"""

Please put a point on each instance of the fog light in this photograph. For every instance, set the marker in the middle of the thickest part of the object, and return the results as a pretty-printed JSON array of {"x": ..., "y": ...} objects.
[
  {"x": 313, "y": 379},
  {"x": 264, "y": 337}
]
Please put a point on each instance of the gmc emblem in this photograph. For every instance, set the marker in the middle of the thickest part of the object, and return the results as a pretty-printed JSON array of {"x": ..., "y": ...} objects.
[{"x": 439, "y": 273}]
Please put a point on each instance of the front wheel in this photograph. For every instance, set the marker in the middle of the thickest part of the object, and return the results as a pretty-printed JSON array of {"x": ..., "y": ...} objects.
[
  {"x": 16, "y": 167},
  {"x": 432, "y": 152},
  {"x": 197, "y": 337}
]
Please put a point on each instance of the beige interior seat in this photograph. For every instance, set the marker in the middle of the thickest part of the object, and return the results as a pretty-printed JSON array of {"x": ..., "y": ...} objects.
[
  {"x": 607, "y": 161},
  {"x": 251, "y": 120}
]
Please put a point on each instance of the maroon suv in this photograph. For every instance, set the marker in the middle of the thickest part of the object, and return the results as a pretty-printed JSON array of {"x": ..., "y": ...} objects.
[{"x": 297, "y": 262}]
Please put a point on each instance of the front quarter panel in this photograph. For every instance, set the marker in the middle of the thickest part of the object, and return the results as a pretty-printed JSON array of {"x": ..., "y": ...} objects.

"""

## TASK PROMPT
Locate the line that contains "Please put a point on each instance of the gmc". Repeat it and every line after it, up to and including the final line, exactly.

## THE SOLUTION
Please put a point on each instance of the gmc emblem in this photograph. For every instance, set the marker in the middle of the thickest part of the object, and return the results as a pretty-printed JSON array of {"x": ..., "y": ...} objects.
[{"x": 439, "y": 273}]
Please put a point on each instance of the front wheel in this photograph. For every instance, set the marker in the middle of the thickest part of the object, and return the results as a pretty-printed JSON array of {"x": ..., "y": ...} objects.
[
  {"x": 16, "y": 167},
  {"x": 432, "y": 152},
  {"x": 197, "y": 337}
]
Please put a point on each instance of the beige interior seat in this photograph. For every instance, set the marker in the middle of the thickest part of the object, and return the results as a pretty-printed JSON array of {"x": ..., "y": ...} objects.
[
  {"x": 607, "y": 161},
  {"x": 251, "y": 120}
]
Please put a point on each instance of the maroon suv in this photograph. For every instance, set the marker in the middle of the thickest part of the object, and return the results as a pretty-printed JSON array of {"x": ..., "y": ...} objects.
[{"x": 297, "y": 262}]
Please put a point on each instance of the front quarter panel in this photograph. For every instance, set the marker in the middle of the thickest part of the object, and return the results as a pretty-printed JSON array of {"x": ..., "y": ...} objects.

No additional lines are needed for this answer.